PARTS OF THE EXERCISE:
A - In the extract, what price does the GAME website list for Gitaroo Man Lives!?
B - Repeat the stretch of the extract from "Yesterday I found" through "copies, not preowned.".

EXTRACT TO READ:
▽

Personally I am pretty sad by the prospect of the food court possibly closing this May 2008. But the logic in me would argue that there is nothing that can be done. Brent Council has issued a valid planning permission, and the site doesn't even belong to the tenants. *shrugs* Well things happen. I am sure something equivalent to Oriental City will rise in its ashes, though it may take many years to rebuild the community spirit exhibited there.

Thursday, February 7, 2008

Gitaroo Man Lives! for a fiver, plus mini-review

Yesterday I found two copies of Gitaroo Man Lives! in a local GAME store for only a fiver each. Five quid for an old game isn't that great, but this is a bargain considering the title - even if I was a little late to the party. For the cost of a crap meal that may kill you, this is one solid impulse purchase that you ought never regret. Not sure why GAME's website lists it for £14.99 (same price at Amazon), but from what I understand the five quid price is valid at most of GAME's brick and mortar stores. Note: these are for new copies, not preowned.

△

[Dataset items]
▽

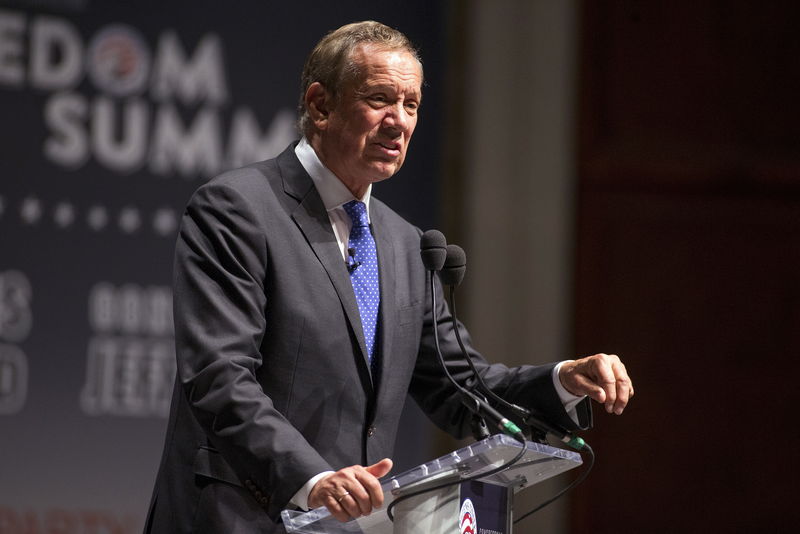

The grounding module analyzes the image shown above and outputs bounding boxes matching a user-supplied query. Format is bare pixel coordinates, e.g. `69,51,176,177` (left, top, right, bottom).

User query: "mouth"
375,141,401,157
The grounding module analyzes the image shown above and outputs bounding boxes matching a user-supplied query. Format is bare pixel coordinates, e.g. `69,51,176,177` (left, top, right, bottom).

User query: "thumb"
364,458,394,478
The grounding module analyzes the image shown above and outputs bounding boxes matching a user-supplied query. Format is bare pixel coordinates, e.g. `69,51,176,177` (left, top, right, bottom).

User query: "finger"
570,374,606,404
357,460,391,508
364,458,394,478
345,476,380,517
612,362,633,415
590,354,619,413
336,492,364,517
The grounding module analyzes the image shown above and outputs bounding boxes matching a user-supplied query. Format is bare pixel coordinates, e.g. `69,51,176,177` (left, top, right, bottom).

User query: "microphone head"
440,245,467,286
419,230,447,271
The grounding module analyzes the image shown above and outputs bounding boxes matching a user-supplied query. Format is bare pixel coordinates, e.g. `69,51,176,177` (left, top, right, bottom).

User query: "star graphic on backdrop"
86,206,108,232
53,202,75,228
19,197,42,224
118,206,142,234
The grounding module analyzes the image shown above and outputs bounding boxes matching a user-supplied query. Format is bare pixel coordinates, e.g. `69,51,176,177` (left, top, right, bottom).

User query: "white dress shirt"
290,137,584,510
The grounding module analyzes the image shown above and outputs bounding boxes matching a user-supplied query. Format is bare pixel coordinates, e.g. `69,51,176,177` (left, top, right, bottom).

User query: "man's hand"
558,354,633,415
308,458,392,522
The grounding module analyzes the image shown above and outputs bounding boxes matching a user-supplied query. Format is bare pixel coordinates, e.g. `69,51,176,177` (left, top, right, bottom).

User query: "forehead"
353,45,422,93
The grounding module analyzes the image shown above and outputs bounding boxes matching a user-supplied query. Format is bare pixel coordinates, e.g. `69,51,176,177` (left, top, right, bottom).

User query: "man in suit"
146,22,633,534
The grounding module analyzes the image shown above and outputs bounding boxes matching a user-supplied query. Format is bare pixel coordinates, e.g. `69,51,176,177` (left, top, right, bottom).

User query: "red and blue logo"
458,499,478,534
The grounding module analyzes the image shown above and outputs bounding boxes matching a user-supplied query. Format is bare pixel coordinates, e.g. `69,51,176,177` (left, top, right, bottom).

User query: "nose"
383,102,411,133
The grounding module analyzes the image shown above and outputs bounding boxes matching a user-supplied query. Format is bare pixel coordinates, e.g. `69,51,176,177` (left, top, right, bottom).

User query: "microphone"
419,230,447,271
420,230,525,443
440,245,586,450
439,245,467,287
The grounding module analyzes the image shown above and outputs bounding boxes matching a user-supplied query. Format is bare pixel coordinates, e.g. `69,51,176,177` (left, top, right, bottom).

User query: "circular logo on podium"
458,499,478,534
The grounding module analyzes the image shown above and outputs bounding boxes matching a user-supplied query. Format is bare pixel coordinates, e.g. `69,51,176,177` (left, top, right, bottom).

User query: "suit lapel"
370,202,397,394
278,146,380,388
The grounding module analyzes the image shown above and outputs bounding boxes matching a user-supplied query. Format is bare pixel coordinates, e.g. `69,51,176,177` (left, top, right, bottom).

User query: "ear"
305,82,333,130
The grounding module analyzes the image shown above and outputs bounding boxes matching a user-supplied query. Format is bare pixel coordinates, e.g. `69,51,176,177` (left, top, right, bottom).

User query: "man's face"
319,45,422,196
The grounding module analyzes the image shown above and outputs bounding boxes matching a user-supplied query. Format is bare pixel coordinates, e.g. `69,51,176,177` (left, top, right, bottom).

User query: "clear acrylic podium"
281,434,583,534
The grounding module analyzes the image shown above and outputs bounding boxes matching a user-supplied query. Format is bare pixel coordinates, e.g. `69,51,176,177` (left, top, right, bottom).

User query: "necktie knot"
342,200,369,227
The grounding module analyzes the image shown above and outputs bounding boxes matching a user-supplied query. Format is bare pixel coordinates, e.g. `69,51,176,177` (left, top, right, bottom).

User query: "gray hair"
297,20,422,134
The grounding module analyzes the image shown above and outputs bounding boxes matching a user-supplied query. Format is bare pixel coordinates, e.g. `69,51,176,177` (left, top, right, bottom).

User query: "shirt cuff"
289,471,336,510
553,360,586,424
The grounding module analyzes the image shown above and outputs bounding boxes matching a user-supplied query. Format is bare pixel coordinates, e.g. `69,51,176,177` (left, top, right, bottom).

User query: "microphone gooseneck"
420,230,525,443
441,245,586,450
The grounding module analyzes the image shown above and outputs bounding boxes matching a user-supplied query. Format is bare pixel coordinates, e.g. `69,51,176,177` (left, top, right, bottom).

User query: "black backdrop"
0,0,445,534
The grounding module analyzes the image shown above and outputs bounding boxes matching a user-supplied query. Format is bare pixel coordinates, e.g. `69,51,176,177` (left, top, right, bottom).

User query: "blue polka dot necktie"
342,200,381,362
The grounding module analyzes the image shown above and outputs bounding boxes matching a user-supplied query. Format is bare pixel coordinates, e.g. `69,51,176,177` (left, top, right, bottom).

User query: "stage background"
0,0,445,534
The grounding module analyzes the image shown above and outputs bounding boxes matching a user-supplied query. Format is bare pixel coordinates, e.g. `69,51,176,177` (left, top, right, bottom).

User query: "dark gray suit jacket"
146,146,588,534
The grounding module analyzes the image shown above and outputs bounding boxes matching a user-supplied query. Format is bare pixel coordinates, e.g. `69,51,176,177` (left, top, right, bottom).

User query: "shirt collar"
294,137,372,216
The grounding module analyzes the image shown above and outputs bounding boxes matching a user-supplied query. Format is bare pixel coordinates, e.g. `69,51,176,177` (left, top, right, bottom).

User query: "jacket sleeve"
174,182,331,519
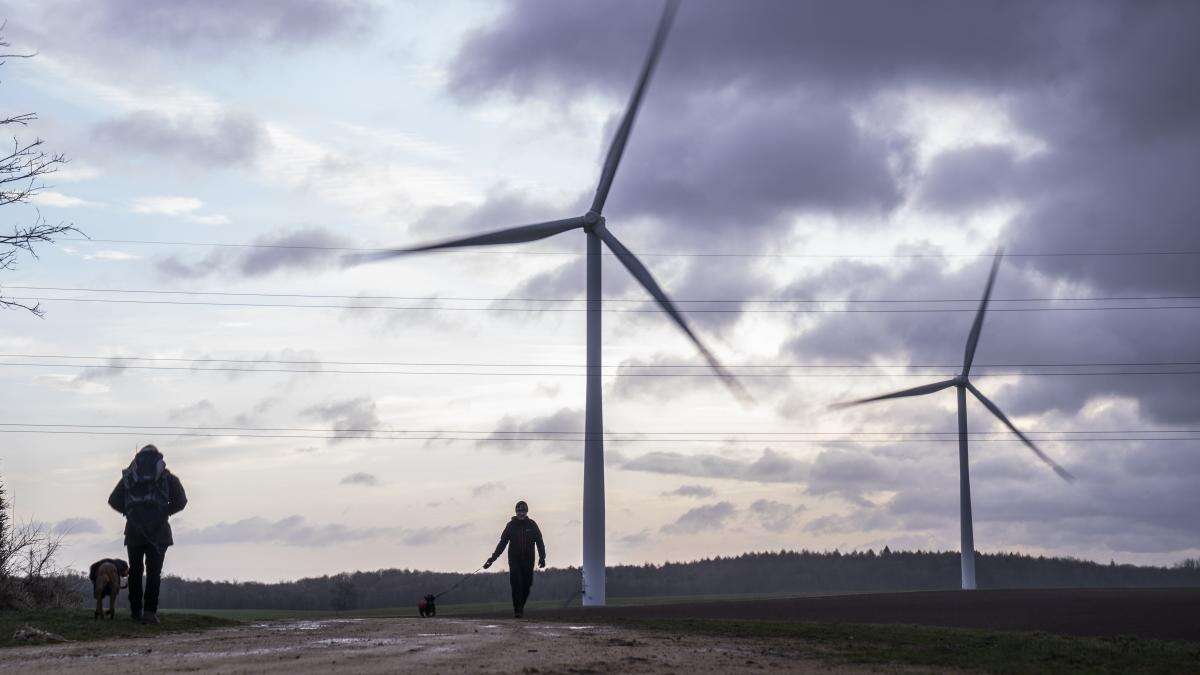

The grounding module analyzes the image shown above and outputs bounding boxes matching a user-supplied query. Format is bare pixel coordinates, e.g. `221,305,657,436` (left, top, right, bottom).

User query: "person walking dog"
108,446,187,623
484,502,546,619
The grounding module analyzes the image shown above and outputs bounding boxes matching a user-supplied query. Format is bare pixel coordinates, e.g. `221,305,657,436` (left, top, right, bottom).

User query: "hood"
130,446,167,479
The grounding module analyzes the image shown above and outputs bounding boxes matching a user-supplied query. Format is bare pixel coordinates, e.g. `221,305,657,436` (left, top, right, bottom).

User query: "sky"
0,0,1200,580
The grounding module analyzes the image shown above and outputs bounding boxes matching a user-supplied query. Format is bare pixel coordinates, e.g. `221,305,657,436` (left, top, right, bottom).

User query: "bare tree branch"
0,22,82,314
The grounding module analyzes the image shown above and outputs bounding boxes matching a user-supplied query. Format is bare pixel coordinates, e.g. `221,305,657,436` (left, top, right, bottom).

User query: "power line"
59,237,1200,259
0,423,1200,446
0,363,1200,380
12,297,1200,313
0,422,1200,441
5,283,1200,303
0,353,1200,370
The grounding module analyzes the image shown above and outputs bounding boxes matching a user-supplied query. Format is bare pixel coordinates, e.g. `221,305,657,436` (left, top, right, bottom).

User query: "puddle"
310,638,402,647
180,646,296,658
251,619,362,631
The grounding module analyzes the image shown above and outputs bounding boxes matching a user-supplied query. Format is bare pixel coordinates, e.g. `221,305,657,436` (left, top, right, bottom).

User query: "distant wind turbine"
352,0,749,605
834,250,1075,590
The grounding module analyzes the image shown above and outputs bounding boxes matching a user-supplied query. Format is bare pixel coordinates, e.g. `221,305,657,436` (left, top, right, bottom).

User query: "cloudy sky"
0,0,1200,579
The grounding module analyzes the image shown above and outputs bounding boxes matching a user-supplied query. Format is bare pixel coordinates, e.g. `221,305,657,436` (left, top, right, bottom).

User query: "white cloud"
29,190,101,209
130,196,229,225
131,197,204,216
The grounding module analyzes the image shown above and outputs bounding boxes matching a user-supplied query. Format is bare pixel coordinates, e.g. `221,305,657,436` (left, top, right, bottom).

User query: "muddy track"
0,619,868,674
520,589,1200,641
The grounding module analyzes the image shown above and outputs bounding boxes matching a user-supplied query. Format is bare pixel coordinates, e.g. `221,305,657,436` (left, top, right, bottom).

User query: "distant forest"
140,548,1200,610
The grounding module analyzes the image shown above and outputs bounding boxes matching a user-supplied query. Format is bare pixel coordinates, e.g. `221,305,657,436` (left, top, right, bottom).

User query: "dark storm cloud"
238,227,346,276
46,0,376,56
476,408,588,461
662,502,737,534
155,227,348,280
338,471,379,488
662,485,716,500
750,500,804,532
71,359,128,386
450,1,1200,550
92,110,268,168
408,185,587,242
784,252,1200,424
300,398,383,444
50,518,104,537
451,0,1060,96
805,432,1200,554
167,399,217,422
451,1,1200,317
918,144,1016,210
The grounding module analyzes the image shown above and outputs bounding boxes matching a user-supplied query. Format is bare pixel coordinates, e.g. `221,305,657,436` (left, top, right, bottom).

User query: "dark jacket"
108,453,187,549
492,515,546,569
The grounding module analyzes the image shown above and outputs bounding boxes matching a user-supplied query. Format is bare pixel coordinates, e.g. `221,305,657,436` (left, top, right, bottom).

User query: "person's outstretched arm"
108,480,125,515
167,473,187,515
484,524,511,569
533,522,546,567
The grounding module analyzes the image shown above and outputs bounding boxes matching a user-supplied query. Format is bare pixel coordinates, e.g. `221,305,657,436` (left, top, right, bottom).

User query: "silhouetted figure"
484,502,546,619
108,446,187,623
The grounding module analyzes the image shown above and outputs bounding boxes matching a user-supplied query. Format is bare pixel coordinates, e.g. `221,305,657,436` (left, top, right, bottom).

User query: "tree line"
133,548,1200,610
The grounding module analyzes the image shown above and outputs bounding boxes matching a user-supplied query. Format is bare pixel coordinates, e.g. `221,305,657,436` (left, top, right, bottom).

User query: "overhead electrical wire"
11,297,1200,315
0,363,1200,378
58,237,1200,259
5,283,1200,304
0,423,1200,447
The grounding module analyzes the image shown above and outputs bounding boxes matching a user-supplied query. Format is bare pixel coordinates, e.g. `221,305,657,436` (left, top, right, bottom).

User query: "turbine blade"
967,382,1075,482
829,380,959,408
595,225,754,404
962,249,1004,377
344,217,583,264
592,0,679,214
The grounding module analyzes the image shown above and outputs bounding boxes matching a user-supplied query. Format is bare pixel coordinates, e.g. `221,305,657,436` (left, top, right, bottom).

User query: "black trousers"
509,560,533,611
127,544,167,616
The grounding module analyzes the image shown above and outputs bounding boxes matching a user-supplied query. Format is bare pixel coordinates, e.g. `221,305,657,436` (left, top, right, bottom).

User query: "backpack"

△

FINAL RESULTS:
A - £14.99

B -
Yesterday I found two copies of Gitaroo Man Lives! in a local GAME store for only a fiver each. Five quid for an old game isn't that great, but this is a bargain considering the title - even if I was a little late to the party. For the cost of a crap meal that may kill you, this is one solid impulse purchase that you ought never regret. Not sure why GAME's website lists it for £14.99 (same price at Amazon), but from what I understand the five quid price is valid at most of GAME's brick and mortar stores. Note: these are for new copies, not preowned.